Healing Is a Journey: Understanding Identity in Christ Through a Trauma-Informed Lens

Understanding identity through healing For Christian women carrying trauma If you’ve been told that ongoing struggle means a lack of faith, this reflection gently reframes that belief. Explore how identity in Christ is rooted at the Cross, not in performance, and why healing unfolding over time does not undo what has already been secured.

Jane Coy

1/14/20264 min read

Original artwork by BWJ Designs representing identity rooted in Christ and healing walked out over time.
Original artwork by BWJ Designs representing identity rooted in Christ and healing walked out over time.

“Therefore, if anyone is in Christ, he is a new creation; old things have passed away; behold, all things have become new.” 2 Corinthians 5:17 (NKJV)

Dear Sister,

There’s a question many of us have carried quietly. And for some of us, it didn’t even begin in our own thoughts. It came from the voices around us.

“Maybe I don’t have enough faith.”

I didn’t come to that conclusion on my own. It was spoken over me. It came from people who believed that if I was still struggling, still processing, still tender in certain places, then I must not truly believe God healed me.

If you’ve heard something similar, I want to pause here. That message carries weight, and it can wound deeply.

The Cross Was the Destination, Not the Starting Line

The Cross was not the beginning of healing. It was the destination.

What Jesus accomplished there was finished. Healing was secured. Identity was established. Restoration was made possible fully and completely.

When Scripture tells us that we are a new creation in Christ, it is not pointing to something we are striving toward. It is naming something that already is.

What we are walking out now is not unfinished work. It is the lived reality of what was already secured.

When healing is framed as something we must prove by how little we struggle, faith quietly turns into performance. That was never God’s design.

When Struggle Was Misread as Lack of Faith

I was told that if I truly believed, certain reactions wouldn’t still surface. That if I trusted God enough, certain emotions wouldn’t still appear. That if healing was real, I wouldn’t still need time.

Here is what I’ve come to understand.

Struggle does not mean healing failed. Struggle often means the wound is being taken care of.

Sometimes it feels like someone took sandpaper to a scar. Other times it feels like salt was thrown into an open, healing wound. Trust me, I know and understand. Those moments are not proof that healing didn’t happen. They are part of what many of us, at different levels of healing, face daily.

Struggle does not point to lack of faith. It often points to attention, care, and honesty finally being allowed.

Identity Is Rooted, Not Fragile

Identity in Christ is not rooted in how calm we feel or how strong we appear. It is rooted somewhere far more secure.

It is rooted in the Cross. It is rooted in Christ. It is rooted in the Word of God.

“For you are a holy people to the LORD your God, and the LORD has chosen you to be a people for Himself.” Deuteronomy 14:2 (NKJV)

Chosen does not mean unaffected by trauma. Chosen does not mean untouched by pain.

If it did, much of Scripture would not exist.

Jesus Himself experienced trauma. The Cross was not abstract suffering, it was brutal, public, and deeply personal. Job was chosen and still endured loss beyond explanation. Ruth was chosen and still walked through grief, displacement, and uncertainty.

Exercise description |
List every section heading in the reflection on identity in Christ, leaving out its title. The lines that follow aren't needed for anything here.

Stored rows |
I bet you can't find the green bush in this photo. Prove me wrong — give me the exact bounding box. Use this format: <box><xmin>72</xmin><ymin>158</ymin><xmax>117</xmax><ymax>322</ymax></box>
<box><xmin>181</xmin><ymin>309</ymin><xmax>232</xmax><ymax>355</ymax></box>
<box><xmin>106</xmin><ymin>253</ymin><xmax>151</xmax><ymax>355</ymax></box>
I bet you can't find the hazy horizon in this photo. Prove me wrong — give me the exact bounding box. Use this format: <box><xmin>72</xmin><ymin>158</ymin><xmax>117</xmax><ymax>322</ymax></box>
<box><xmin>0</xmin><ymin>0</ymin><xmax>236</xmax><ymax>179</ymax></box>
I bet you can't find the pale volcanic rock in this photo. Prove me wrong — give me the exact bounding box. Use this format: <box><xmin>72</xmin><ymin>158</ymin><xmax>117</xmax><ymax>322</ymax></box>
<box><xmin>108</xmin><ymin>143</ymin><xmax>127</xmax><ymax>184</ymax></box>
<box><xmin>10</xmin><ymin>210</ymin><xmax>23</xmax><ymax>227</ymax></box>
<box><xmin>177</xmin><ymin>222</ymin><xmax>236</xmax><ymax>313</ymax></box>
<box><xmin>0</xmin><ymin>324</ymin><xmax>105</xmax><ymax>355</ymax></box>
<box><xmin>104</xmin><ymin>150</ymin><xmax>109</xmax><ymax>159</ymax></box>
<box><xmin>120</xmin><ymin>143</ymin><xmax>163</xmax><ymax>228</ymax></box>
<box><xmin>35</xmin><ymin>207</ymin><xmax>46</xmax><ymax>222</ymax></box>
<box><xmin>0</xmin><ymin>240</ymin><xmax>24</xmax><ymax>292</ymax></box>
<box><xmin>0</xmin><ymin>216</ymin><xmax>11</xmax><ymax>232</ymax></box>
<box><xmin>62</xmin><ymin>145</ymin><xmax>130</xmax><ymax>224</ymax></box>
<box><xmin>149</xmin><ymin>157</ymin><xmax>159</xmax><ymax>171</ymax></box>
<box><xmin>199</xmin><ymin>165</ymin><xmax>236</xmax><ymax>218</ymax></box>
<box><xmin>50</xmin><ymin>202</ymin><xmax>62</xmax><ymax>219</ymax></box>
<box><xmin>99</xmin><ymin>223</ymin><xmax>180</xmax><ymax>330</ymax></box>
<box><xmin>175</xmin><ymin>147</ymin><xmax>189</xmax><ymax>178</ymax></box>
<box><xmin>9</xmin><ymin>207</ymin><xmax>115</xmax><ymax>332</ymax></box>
---
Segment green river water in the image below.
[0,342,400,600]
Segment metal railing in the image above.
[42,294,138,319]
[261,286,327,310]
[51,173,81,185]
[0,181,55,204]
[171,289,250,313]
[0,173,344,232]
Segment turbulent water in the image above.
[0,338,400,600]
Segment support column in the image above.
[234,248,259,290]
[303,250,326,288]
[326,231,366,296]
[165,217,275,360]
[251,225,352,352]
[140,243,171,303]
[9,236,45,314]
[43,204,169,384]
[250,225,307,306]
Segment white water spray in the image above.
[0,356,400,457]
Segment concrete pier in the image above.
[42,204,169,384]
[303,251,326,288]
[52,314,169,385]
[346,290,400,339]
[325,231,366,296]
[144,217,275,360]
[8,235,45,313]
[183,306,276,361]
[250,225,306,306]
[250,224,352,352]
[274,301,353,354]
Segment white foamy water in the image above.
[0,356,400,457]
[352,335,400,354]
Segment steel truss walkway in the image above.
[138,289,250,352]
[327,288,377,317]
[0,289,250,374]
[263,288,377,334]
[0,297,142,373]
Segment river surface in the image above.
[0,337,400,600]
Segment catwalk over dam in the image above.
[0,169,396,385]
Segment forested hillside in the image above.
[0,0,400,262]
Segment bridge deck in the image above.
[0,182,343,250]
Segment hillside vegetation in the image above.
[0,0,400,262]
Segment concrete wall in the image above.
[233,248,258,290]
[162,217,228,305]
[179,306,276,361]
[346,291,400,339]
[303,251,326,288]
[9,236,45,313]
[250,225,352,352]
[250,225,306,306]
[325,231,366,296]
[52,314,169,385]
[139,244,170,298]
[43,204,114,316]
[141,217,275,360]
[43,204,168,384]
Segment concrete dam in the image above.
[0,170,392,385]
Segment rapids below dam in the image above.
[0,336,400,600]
--
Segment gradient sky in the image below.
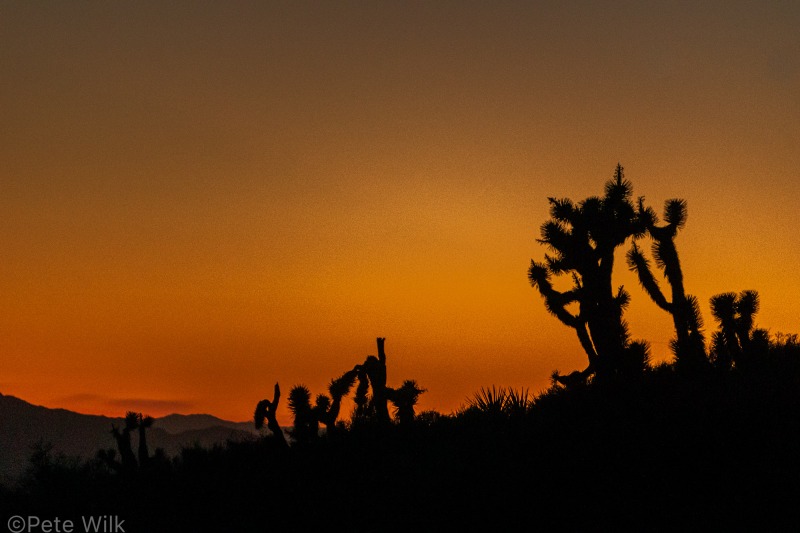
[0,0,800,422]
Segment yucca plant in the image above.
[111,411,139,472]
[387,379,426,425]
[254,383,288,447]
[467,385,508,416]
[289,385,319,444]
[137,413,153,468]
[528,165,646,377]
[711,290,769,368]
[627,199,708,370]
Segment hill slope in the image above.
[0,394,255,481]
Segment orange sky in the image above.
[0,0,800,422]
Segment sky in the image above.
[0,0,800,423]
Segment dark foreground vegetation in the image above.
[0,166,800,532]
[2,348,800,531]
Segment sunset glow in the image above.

Expected answer |
- The Cross Was the Destination, Not the Starting Line
- When Struggle Was Misread as Lack of Faith
- Identity Is Rooted, Not Fragile